> **THE TASK**
In the listing below, find the line containing "[point] at the tall grass". Write out that line and every line after it to the end, exactly and only those.

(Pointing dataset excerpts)

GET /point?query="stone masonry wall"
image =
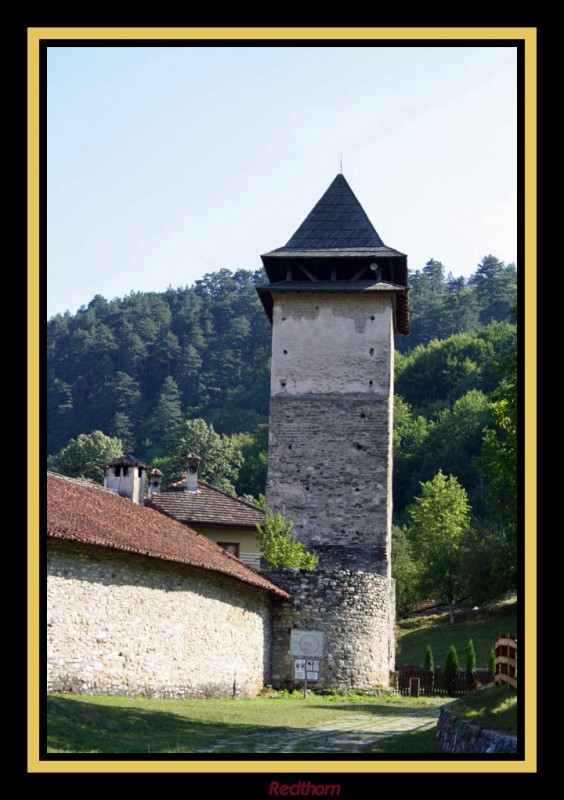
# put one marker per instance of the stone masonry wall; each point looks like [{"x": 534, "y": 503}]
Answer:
[
  {"x": 459, "y": 736},
  {"x": 331, "y": 418},
  {"x": 120, "y": 623},
  {"x": 355, "y": 610}
]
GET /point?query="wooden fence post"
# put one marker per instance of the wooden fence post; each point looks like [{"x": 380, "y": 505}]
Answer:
[{"x": 506, "y": 660}]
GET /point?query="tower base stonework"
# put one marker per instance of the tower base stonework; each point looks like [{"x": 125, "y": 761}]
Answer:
[
  {"x": 356, "y": 612},
  {"x": 336, "y": 297}
]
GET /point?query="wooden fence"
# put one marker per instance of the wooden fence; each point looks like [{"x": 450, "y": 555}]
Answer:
[
  {"x": 441, "y": 684},
  {"x": 506, "y": 659}
]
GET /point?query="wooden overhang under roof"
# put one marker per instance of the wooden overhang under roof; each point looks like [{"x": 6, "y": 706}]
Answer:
[{"x": 337, "y": 249}]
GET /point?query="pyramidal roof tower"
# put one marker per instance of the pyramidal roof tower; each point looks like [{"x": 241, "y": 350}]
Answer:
[{"x": 336, "y": 295}]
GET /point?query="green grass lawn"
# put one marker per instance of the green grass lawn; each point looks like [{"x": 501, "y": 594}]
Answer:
[
  {"x": 103, "y": 724},
  {"x": 492, "y": 707},
  {"x": 483, "y": 627},
  {"x": 420, "y": 741}
]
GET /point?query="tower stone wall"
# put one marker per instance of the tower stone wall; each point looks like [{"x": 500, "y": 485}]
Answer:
[
  {"x": 329, "y": 472},
  {"x": 336, "y": 296}
]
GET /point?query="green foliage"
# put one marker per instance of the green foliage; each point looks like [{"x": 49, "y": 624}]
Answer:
[
  {"x": 482, "y": 626},
  {"x": 220, "y": 460},
  {"x": 441, "y": 307},
  {"x": 85, "y": 456},
  {"x": 451, "y": 661},
  {"x": 134, "y": 367},
  {"x": 254, "y": 452},
  {"x": 499, "y": 459},
  {"x": 440, "y": 518},
  {"x": 486, "y": 552},
  {"x": 470, "y": 657},
  {"x": 211, "y": 339},
  {"x": 429, "y": 661},
  {"x": 404, "y": 571},
  {"x": 491, "y": 662},
  {"x": 280, "y": 547},
  {"x": 491, "y": 707}
]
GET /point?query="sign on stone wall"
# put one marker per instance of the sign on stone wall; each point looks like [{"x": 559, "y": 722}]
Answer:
[
  {"x": 306, "y": 643},
  {"x": 306, "y": 669}
]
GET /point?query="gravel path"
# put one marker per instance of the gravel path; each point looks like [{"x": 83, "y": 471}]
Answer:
[{"x": 350, "y": 735}]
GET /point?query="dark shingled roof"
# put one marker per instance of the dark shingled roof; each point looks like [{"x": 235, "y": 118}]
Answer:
[
  {"x": 208, "y": 506},
  {"x": 337, "y": 220},
  {"x": 337, "y": 244},
  {"x": 82, "y": 512}
]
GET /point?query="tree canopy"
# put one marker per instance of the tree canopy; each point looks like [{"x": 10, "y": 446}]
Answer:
[{"x": 85, "y": 456}]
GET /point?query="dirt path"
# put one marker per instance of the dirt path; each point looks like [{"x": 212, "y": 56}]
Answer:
[{"x": 350, "y": 735}]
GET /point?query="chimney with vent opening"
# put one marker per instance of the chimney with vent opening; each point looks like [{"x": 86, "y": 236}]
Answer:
[
  {"x": 126, "y": 476},
  {"x": 192, "y": 463},
  {"x": 155, "y": 480}
]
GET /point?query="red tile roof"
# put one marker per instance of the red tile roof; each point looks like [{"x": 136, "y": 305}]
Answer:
[
  {"x": 83, "y": 512},
  {"x": 208, "y": 506}
]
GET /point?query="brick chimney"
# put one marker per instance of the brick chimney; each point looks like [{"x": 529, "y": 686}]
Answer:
[
  {"x": 155, "y": 480},
  {"x": 126, "y": 476},
  {"x": 192, "y": 463}
]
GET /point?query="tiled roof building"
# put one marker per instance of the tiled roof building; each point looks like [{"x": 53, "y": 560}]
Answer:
[{"x": 139, "y": 603}]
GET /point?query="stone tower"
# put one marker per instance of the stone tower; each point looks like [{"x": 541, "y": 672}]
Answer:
[{"x": 336, "y": 296}]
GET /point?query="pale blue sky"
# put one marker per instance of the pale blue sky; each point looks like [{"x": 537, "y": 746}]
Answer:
[{"x": 166, "y": 163}]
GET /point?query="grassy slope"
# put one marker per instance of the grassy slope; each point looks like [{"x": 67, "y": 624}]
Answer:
[
  {"x": 492, "y": 707},
  {"x": 483, "y": 627},
  {"x": 100, "y": 724}
]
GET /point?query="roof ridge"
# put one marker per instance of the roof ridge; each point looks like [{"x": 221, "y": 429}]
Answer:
[
  {"x": 336, "y": 220},
  {"x": 76, "y": 514}
]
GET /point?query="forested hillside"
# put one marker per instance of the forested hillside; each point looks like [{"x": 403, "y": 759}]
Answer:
[{"x": 136, "y": 367}]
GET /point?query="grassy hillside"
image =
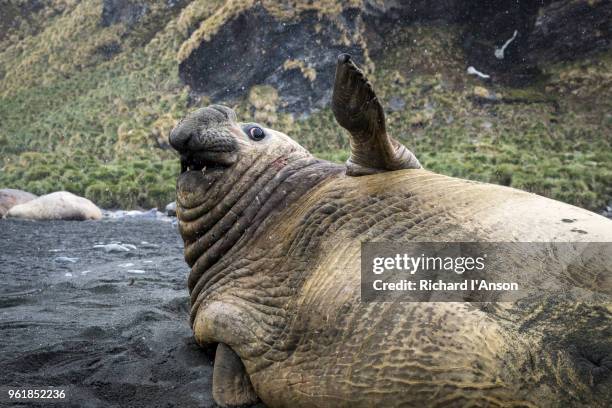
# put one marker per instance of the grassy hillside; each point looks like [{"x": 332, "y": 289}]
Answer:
[{"x": 87, "y": 108}]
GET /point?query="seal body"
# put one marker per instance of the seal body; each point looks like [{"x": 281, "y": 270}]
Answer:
[
  {"x": 272, "y": 236},
  {"x": 60, "y": 205},
  {"x": 289, "y": 303}
]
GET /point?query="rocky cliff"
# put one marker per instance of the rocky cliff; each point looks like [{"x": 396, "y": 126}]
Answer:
[
  {"x": 504, "y": 91},
  {"x": 294, "y": 50}
]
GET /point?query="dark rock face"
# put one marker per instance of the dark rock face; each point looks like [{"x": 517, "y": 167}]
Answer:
[
  {"x": 122, "y": 11},
  {"x": 10, "y": 198},
  {"x": 546, "y": 32},
  {"x": 510, "y": 40},
  {"x": 567, "y": 30},
  {"x": 253, "y": 48}
]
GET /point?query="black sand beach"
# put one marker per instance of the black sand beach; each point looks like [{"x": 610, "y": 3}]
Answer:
[{"x": 109, "y": 327}]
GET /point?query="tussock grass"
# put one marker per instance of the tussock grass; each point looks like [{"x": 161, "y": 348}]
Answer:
[{"x": 77, "y": 119}]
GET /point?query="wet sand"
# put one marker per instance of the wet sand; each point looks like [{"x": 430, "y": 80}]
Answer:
[{"x": 110, "y": 327}]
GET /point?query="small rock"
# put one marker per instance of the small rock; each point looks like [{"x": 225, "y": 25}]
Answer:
[
  {"x": 65, "y": 259},
  {"x": 397, "y": 104},
  {"x": 112, "y": 248},
  {"x": 171, "y": 209},
  {"x": 483, "y": 94}
]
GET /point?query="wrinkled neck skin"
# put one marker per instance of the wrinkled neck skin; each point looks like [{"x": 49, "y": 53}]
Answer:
[{"x": 221, "y": 211}]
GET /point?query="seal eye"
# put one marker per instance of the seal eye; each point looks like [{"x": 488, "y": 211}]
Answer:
[{"x": 256, "y": 133}]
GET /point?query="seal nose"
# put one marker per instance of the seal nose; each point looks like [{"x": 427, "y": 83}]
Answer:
[
  {"x": 181, "y": 135},
  {"x": 187, "y": 135}
]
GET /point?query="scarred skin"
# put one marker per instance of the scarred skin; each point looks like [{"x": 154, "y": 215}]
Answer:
[{"x": 273, "y": 238}]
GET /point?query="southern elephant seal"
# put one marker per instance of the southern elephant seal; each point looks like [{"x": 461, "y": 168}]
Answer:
[
  {"x": 10, "y": 198},
  {"x": 61, "y": 205},
  {"x": 272, "y": 236}
]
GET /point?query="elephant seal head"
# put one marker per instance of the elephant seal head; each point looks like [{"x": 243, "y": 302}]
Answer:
[
  {"x": 233, "y": 175},
  {"x": 213, "y": 145}
]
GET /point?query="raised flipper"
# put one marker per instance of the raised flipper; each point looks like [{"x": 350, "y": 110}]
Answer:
[
  {"x": 358, "y": 110},
  {"x": 231, "y": 384}
]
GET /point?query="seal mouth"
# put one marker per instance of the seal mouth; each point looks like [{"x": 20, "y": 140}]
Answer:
[{"x": 207, "y": 161}]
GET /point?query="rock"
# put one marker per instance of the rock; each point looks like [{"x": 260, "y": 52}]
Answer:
[
  {"x": 65, "y": 259},
  {"x": 60, "y": 205},
  {"x": 152, "y": 214},
  {"x": 567, "y": 30},
  {"x": 10, "y": 198},
  {"x": 171, "y": 209},
  {"x": 108, "y": 248},
  {"x": 397, "y": 103},
  {"x": 296, "y": 56},
  {"x": 507, "y": 40},
  {"x": 122, "y": 11},
  {"x": 483, "y": 94}
]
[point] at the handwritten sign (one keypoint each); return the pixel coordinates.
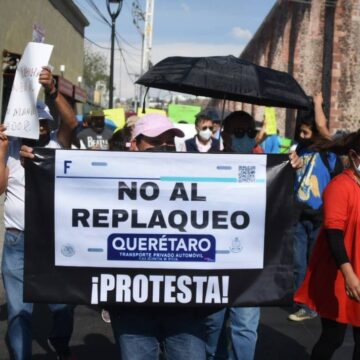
(21, 118)
(270, 118)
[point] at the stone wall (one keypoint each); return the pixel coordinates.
(318, 43)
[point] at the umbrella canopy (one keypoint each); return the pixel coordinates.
(226, 77)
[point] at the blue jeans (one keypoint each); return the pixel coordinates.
(305, 234)
(139, 333)
(19, 312)
(243, 323)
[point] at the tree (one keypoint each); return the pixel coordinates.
(95, 67)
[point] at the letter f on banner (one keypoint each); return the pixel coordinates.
(67, 165)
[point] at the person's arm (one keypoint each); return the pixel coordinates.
(320, 118)
(4, 170)
(335, 240)
(68, 119)
(295, 160)
(261, 134)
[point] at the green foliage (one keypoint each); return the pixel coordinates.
(95, 67)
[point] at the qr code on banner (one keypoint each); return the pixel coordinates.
(247, 173)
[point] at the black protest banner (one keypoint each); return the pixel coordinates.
(158, 228)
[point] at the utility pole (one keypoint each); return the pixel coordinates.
(146, 34)
(113, 16)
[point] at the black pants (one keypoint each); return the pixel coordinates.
(331, 338)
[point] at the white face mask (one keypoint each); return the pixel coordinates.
(205, 134)
(356, 167)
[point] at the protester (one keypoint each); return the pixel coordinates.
(121, 139)
(239, 136)
(12, 182)
(310, 182)
(96, 136)
(332, 283)
(203, 140)
(139, 332)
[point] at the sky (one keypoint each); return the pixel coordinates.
(180, 28)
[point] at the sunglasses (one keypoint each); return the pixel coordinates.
(240, 133)
(204, 128)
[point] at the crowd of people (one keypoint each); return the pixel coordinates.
(325, 230)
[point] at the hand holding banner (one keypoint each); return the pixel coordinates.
(270, 121)
(21, 117)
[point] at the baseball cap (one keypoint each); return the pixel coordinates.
(96, 113)
(131, 120)
(153, 125)
(43, 111)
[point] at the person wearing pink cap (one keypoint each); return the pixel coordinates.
(140, 333)
(155, 132)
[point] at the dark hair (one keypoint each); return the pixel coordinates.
(306, 117)
(342, 145)
(120, 138)
(239, 116)
(201, 117)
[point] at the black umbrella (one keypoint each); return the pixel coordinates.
(226, 77)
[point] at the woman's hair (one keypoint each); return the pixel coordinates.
(341, 145)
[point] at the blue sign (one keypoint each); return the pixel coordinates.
(160, 247)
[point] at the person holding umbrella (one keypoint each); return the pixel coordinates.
(203, 140)
(239, 136)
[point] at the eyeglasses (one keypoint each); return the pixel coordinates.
(240, 133)
(204, 128)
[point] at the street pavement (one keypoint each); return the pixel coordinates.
(279, 339)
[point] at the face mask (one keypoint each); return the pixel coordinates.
(205, 134)
(356, 167)
(243, 145)
(162, 148)
(217, 134)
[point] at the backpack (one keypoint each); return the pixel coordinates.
(304, 211)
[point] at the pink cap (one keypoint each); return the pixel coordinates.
(153, 125)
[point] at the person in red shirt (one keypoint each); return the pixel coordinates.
(332, 282)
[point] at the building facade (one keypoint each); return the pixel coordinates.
(63, 25)
(318, 42)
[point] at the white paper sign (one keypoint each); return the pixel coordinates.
(159, 210)
(21, 117)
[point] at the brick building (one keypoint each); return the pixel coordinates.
(318, 42)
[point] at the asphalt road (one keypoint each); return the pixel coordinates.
(279, 339)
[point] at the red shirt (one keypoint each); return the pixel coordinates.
(323, 289)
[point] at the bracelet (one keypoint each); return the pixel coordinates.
(53, 95)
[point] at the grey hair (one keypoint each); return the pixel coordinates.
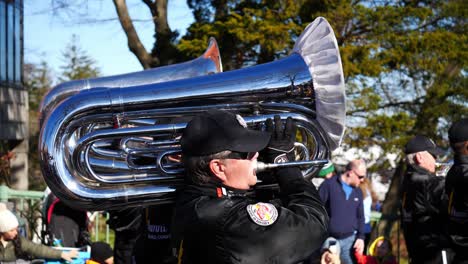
(197, 168)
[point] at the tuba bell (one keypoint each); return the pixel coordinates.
(91, 165)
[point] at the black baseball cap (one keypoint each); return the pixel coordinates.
(101, 251)
(218, 130)
(458, 132)
(423, 143)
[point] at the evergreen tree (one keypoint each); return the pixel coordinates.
(77, 64)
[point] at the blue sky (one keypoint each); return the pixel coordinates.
(46, 35)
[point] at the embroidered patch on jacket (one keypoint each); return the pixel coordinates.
(263, 214)
(241, 121)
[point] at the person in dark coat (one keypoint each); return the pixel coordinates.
(216, 222)
(344, 202)
(457, 191)
(422, 214)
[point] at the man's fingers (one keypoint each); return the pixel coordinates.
(269, 125)
(290, 129)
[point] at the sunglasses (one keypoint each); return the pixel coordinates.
(241, 155)
(359, 176)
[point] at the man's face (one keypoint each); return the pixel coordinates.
(10, 235)
(359, 174)
(240, 173)
(427, 161)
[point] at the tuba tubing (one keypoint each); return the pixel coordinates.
(208, 63)
(308, 83)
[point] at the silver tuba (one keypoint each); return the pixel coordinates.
(208, 63)
(308, 86)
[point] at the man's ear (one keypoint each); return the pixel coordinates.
(217, 168)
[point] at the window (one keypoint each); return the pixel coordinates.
(18, 42)
(3, 34)
(11, 40)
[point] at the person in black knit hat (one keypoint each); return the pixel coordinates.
(456, 187)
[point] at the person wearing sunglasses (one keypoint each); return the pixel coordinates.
(422, 217)
(216, 221)
(344, 202)
(456, 187)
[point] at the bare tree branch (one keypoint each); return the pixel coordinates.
(134, 42)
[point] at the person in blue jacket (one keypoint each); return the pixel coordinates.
(344, 203)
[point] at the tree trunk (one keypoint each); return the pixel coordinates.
(134, 42)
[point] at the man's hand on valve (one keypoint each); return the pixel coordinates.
(281, 146)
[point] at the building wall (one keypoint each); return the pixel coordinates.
(13, 95)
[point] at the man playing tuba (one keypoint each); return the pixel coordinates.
(216, 222)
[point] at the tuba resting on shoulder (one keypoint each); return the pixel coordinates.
(113, 147)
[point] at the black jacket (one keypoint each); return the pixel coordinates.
(457, 191)
(422, 211)
(213, 225)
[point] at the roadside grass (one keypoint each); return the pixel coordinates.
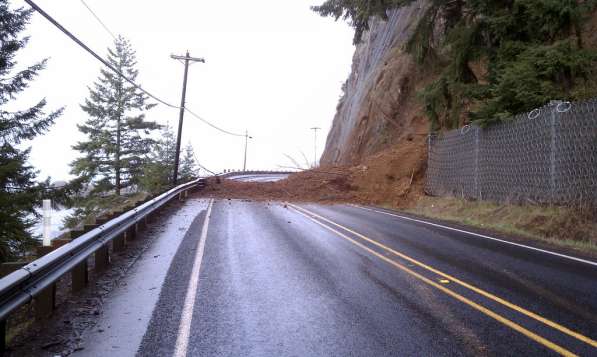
(565, 227)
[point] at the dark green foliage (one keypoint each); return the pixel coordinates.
(118, 134)
(358, 12)
(529, 52)
(158, 171)
(497, 58)
(19, 193)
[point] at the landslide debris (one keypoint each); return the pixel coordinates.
(391, 177)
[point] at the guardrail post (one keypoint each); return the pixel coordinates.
(118, 243)
(3, 341)
(131, 233)
(45, 302)
(80, 276)
(102, 258)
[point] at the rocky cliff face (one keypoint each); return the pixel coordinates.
(379, 108)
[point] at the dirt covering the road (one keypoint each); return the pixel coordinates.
(393, 177)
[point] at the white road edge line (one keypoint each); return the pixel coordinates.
(480, 235)
(184, 329)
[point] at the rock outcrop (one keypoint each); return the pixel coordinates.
(379, 106)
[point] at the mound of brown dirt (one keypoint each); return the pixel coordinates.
(392, 177)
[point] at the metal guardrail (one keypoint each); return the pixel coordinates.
(30, 281)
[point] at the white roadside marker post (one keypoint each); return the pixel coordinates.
(47, 217)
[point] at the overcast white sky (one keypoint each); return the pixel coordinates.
(273, 67)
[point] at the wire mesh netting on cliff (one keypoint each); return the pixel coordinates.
(548, 155)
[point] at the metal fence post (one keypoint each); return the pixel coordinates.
(477, 133)
(552, 156)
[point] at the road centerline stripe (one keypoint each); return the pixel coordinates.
(537, 338)
(184, 328)
(471, 287)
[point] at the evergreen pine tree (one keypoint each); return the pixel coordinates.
(118, 134)
(157, 173)
(188, 165)
(19, 193)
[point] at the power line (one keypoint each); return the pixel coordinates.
(212, 125)
(107, 64)
(99, 20)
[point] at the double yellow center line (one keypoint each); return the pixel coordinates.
(318, 219)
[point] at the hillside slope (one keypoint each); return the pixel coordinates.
(379, 108)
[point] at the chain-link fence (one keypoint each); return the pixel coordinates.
(548, 155)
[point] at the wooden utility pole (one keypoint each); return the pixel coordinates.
(187, 59)
(247, 137)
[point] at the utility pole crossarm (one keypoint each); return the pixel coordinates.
(186, 59)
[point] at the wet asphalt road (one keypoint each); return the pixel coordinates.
(311, 280)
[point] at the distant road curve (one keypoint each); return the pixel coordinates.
(258, 177)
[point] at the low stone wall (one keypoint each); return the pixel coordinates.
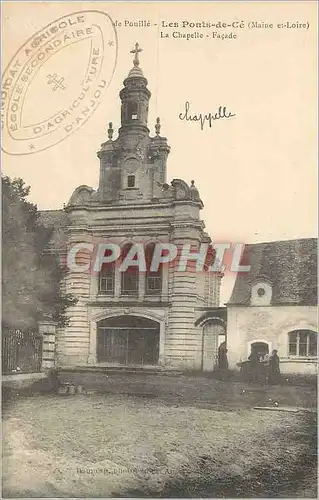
(25, 384)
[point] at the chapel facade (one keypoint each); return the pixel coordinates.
(165, 318)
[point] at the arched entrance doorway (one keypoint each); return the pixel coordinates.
(128, 340)
(213, 335)
(259, 348)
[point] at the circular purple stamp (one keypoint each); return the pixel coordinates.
(56, 80)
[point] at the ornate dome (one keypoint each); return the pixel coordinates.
(194, 191)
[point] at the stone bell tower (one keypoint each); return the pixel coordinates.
(133, 166)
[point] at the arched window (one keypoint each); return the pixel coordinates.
(153, 281)
(302, 343)
(129, 278)
(131, 181)
(132, 110)
(107, 277)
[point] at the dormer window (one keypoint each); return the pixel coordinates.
(131, 181)
(261, 293)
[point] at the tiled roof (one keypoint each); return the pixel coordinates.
(57, 220)
(290, 267)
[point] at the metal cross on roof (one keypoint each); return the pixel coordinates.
(136, 51)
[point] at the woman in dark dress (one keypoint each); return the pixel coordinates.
(222, 360)
(274, 370)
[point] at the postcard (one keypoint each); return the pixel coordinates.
(159, 237)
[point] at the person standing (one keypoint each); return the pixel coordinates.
(254, 366)
(274, 368)
(222, 360)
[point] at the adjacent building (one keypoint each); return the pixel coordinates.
(274, 306)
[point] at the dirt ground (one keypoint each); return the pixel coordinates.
(101, 445)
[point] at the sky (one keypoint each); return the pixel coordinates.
(257, 171)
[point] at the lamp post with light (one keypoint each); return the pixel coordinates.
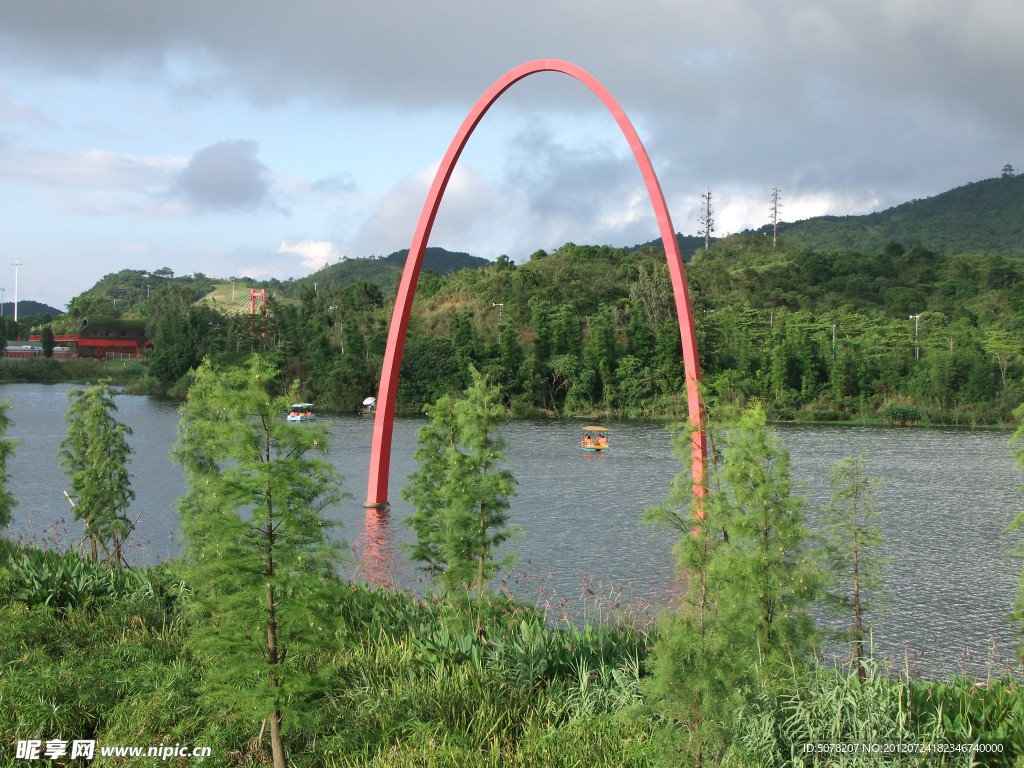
(16, 264)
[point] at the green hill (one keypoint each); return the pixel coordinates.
(688, 245)
(984, 217)
(386, 270)
(28, 309)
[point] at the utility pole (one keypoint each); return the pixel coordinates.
(16, 264)
(707, 221)
(499, 323)
(775, 205)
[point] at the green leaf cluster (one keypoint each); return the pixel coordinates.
(256, 544)
(95, 456)
(460, 494)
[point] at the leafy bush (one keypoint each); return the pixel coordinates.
(900, 414)
(44, 578)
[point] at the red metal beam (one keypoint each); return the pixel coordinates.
(380, 457)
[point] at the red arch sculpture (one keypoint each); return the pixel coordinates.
(380, 457)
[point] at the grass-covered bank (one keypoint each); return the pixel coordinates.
(402, 682)
(90, 653)
(49, 370)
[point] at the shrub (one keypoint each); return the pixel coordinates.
(900, 414)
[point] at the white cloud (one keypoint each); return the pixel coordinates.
(314, 253)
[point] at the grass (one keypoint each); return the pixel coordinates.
(48, 370)
(407, 682)
(410, 682)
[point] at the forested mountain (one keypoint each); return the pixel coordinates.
(980, 217)
(381, 270)
(592, 330)
(28, 309)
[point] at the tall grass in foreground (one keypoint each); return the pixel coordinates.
(409, 682)
(911, 722)
(403, 682)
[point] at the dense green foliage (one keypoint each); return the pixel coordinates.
(95, 456)
(981, 217)
(410, 682)
(851, 549)
(129, 292)
(7, 445)
(593, 330)
(256, 544)
(401, 682)
(460, 494)
(743, 552)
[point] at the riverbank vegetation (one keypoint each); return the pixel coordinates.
(251, 643)
(899, 336)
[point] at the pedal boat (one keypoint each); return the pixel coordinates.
(596, 444)
(301, 412)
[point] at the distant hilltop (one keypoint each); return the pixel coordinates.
(982, 217)
(385, 270)
(29, 309)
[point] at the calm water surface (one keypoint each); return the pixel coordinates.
(947, 497)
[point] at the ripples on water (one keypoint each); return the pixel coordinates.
(947, 497)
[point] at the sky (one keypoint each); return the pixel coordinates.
(267, 138)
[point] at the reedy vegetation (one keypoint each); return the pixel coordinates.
(393, 680)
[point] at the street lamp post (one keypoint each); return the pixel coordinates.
(16, 264)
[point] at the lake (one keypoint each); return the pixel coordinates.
(947, 497)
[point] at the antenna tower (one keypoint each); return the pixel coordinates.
(773, 212)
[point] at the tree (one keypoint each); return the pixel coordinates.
(638, 333)
(47, 341)
(95, 456)
(7, 445)
(460, 495)
(853, 564)
(1004, 348)
(543, 332)
(256, 550)
(749, 582)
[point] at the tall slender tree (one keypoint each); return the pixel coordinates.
(749, 580)
(256, 551)
(95, 456)
(7, 445)
(460, 493)
(853, 563)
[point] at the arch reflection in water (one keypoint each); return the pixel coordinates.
(377, 550)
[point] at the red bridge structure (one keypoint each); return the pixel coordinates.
(380, 457)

> **TASK OUTPUT**
[point] at the tall grass in foreground (one keypoint each); return the pixel coordinates.
(409, 682)
(911, 722)
(403, 682)
[point] at the dense green foliage (one keypoint each); return the pixel coordinates.
(95, 456)
(981, 217)
(410, 682)
(851, 549)
(129, 292)
(7, 445)
(593, 330)
(256, 544)
(401, 682)
(460, 494)
(743, 552)
[point] at the riverbank vegetation (one keypoint each); return the pixel coordinates.
(251, 643)
(899, 336)
[point] at the pedal boat (one keypoint each); return the pixel coordinates.
(596, 444)
(301, 412)
[point] at the distant hilltop (one keypoint each); return the pixel coordinates.
(982, 217)
(385, 270)
(29, 309)
[point] at the calm water surface (one keypoint each); return the pixel coordinates.
(947, 497)
[point] at the ripples on water (one keypoint each); return the pixel coordinates.
(947, 497)
[point] at the sky (one keypoint each); return the pixel coordinates.
(267, 138)
[point] at the reedy vegetation (one keypoint each); return the pixel coordinates.
(393, 680)
[point] at the street lamp post (one keypoint each); return the pixel coordinates.
(16, 264)
[point] at the lake (one keypoint each); return the pixel coordinates.
(947, 497)
[point] at the antenna tower (one keypoint each); return the pixel coordinates.
(773, 212)
[point] at the tree (one keypoint each); return the pixel coordinates.
(638, 333)
(47, 341)
(95, 456)
(7, 445)
(460, 495)
(853, 564)
(1004, 348)
(543, 332)
(256, 550)
(749, 582)
[point] at the tall slender tree (one keypoint each); return the pixel coordinates.
(749, 580)
(256, 551)
(95, 456)
(7, 445)
(460, 493)
(853, 563)
[point] at the arch reflection in water (one keypoint each); return the pixel coordinates.
(377, 550)
[point] at the red bridge structure (one keypoint each); return the pixel coordinates.
(380, 457)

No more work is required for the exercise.